# TAREA A RESOLVER
Identifica todas las líneas de los datos que contienen la palabra "tall" y cópialas. Distingue entre mayúsculas y minúsculas.

# LOS DATOS
######

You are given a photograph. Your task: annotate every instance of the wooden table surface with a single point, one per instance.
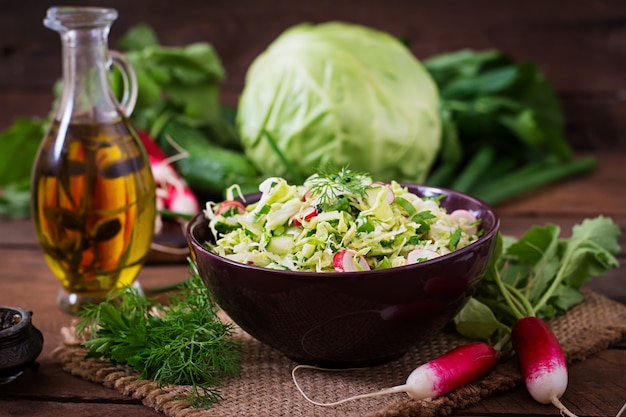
(597, 385)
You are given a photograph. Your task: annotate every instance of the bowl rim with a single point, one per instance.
(200, 218)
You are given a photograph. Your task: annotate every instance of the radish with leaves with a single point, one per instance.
(541, 361)
(432, 379)
(532, 280)
(173, 193)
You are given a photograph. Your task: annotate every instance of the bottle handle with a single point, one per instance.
(129, 78)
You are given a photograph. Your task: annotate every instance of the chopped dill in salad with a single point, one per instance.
(336, 222)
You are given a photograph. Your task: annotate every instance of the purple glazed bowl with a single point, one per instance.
(348, 319)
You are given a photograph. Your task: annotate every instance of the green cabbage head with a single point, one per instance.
(338, 94)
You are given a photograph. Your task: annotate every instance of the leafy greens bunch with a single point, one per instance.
(181, 342)
(178, 104)
(540, 274)
(503, 128)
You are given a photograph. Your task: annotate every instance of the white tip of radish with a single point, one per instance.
(346, 260)
(547, 383)
(417, 255)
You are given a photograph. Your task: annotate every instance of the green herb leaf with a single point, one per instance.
(183, 342)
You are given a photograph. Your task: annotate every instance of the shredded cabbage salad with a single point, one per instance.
(336, 222)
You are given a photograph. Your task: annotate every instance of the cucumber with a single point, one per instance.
(209, 169)
(281, 245)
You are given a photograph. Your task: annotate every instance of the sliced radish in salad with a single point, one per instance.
(228, 205)
(418, 255)
(346, 260)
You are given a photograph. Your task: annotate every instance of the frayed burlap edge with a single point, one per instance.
(586, 329)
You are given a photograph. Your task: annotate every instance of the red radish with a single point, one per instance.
(439, 376)
(306, 214)
(172, 191)
(226, 205)
(541, 361)
(417, 255)
(346, 260)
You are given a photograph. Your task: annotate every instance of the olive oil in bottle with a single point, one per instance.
(95, 207)
(93, 194)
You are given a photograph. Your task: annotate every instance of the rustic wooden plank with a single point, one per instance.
(577, 44)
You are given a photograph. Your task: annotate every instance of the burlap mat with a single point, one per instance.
(265, 386)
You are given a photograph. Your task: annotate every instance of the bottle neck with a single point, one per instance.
(86, 95)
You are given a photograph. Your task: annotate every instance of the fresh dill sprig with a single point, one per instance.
(181, 343)
(334, 188)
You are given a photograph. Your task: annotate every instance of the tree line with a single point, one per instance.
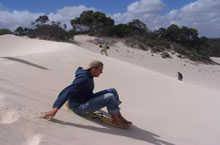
(182, 40)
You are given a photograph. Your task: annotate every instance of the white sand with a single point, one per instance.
(164, 110)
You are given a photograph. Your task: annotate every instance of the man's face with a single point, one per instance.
(96, 71)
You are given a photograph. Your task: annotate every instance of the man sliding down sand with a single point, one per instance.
(82, 100)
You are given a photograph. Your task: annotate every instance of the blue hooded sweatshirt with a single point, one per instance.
(80, 91)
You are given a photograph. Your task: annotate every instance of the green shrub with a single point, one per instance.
(5, 31)
(165, 55)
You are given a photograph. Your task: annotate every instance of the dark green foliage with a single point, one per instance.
(50, 32)
(93, 22)
(5, 31)
(20, 31)
(121, 30)
(41, 20)
(165, 55)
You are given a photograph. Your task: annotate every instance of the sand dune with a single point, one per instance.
(164, 110)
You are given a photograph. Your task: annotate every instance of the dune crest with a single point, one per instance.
(35, 140)
(9, 117)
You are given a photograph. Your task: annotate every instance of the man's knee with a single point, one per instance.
(112, 90)
(109, 97)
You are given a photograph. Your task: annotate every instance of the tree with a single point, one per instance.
(94, 22)
(41, 20)
(137, 27)
(121, 30)
(5, 31)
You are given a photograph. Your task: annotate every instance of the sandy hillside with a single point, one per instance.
(164, 110)
(205, 76)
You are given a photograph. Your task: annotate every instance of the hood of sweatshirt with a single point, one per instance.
(81, 72)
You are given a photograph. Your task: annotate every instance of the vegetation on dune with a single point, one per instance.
(182, 41)
(5, 31)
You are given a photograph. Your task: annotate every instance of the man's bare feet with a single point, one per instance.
(120, 124)
(124, 120)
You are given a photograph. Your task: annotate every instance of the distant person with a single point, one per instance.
(82, 100)
(104, 48)
(180, 76)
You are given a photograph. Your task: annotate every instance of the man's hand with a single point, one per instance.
(50, 114)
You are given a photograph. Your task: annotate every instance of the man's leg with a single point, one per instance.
(105, 100)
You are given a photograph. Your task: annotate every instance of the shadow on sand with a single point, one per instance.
(25, 62)
(134, 132)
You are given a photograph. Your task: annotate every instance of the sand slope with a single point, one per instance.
(164, 111)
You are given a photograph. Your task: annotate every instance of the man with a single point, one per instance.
(180, 76)
(104, 48)
(82, 100)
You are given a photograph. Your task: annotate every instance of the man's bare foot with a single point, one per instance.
(44, 115)
(124, 120)
(120, 124)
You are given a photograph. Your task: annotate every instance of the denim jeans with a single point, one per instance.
(107, 98)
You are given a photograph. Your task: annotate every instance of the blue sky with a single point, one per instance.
(107, 6)
(204, 15)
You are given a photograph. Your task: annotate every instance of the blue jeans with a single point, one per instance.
(107, 98)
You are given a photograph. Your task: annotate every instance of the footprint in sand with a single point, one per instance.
(8, 117)
(35, 140)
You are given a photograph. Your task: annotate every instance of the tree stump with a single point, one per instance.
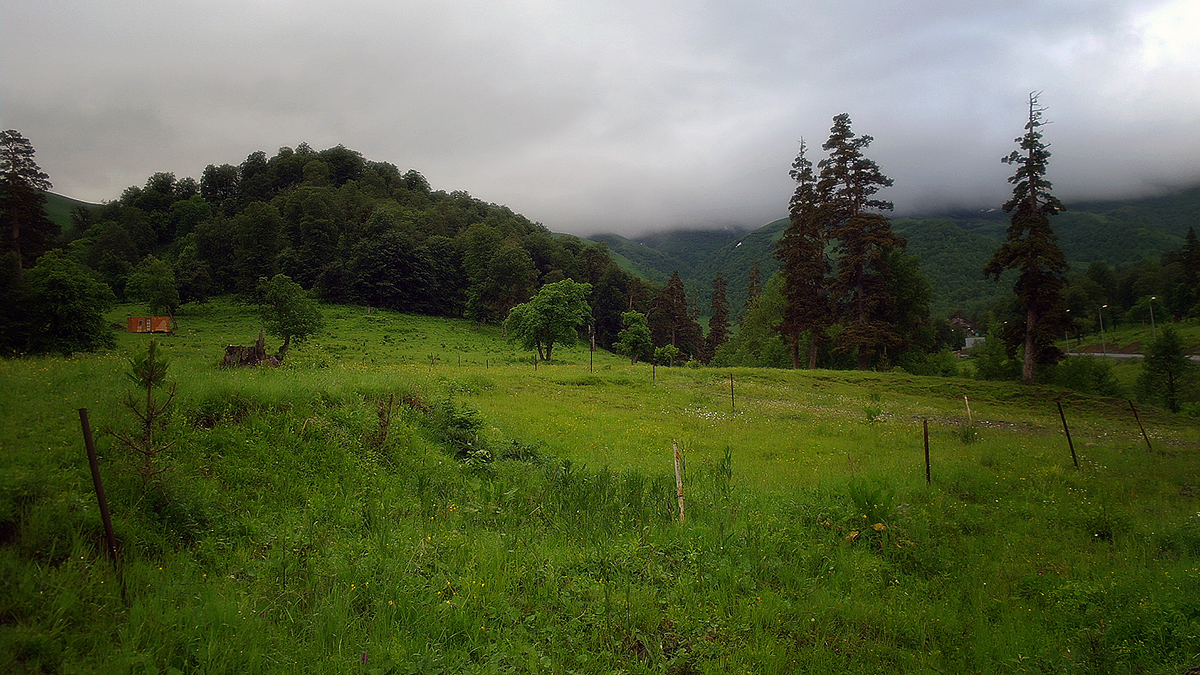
(255, 354)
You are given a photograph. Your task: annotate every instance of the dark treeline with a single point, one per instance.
(351, 231)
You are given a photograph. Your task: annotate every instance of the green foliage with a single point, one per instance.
(552, 316)
(67, 306)
(27, 230)
(154, 282)
(293, 539)
(1168, 377)
(287, 311)
(1032, 248)
(1087, 375)
(991, 359)
(148, 371)
(666, 354)
(634, 339)
(757, 344)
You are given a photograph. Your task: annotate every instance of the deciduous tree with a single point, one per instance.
(67, 306)
(1168, 377)
(634, 340)
(288, 311)
(552, 316)
(154, 282)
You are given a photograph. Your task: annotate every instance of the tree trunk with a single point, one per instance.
(1031, 321)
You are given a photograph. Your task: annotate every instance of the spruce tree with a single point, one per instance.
(846, 185)
(671, 322)
(1032, 248)
(719, 323)
(804, 268)
(27, 230)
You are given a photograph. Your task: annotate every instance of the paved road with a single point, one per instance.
(1120, 356)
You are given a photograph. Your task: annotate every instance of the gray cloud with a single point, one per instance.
(597, 115)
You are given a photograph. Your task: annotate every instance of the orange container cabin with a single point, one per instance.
(148, 324)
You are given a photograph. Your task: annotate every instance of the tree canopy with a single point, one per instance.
(1032, 248)
(552, 316)
(24, 225)
(287, 310)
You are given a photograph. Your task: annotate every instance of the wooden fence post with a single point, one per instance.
(1140, 426)
(675, 444)
(100, 485)
(924, 425)
(1067, 430)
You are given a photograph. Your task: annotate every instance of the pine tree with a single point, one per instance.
(754, 288)
(719, 323)
(671, 323)
(804, 268)
(847, 184)
(25, 227)
(1032, 248)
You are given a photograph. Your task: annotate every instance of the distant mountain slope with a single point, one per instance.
(953, 246)
(59, 208)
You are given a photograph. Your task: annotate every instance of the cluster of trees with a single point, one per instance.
(1167, 288)
(343, 228)
(845, 279)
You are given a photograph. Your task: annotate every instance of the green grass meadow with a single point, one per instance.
(412, 495)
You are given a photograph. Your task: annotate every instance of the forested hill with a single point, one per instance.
(347, 228)
(953, 246)
(359, 231)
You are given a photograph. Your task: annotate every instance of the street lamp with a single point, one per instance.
(1066, 336)
(1104, 345)
(1152, 329)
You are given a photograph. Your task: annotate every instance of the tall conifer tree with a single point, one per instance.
(804, 268)
(1032, 248)
(847, 185)
(719, 323)
(27, 230)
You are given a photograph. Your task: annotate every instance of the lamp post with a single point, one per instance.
(1066, 336)
(1104, 345)
(1152, 329)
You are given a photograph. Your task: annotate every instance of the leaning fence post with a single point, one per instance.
(1067, 430)
(1140, 426)
(924, 425)
(675, 444)
(100, 485)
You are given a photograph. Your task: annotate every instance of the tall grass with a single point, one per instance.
(291, 537)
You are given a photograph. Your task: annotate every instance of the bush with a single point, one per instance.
(1086, 375)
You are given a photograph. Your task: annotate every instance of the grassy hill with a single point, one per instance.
(411, 495)
(59, 208)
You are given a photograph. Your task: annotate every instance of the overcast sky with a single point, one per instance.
(611, 115)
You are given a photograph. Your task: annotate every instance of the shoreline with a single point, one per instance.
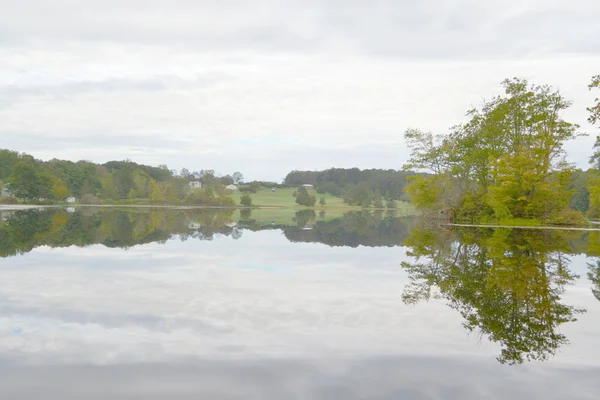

######

# LA RESPUESTA
You are given a photograph. Your task: annotate every instance of the tall conifer tree with a single point, one per instance.
You are given a photograph. Your task: annotate every instance of the tall grass with a single point, one per instance.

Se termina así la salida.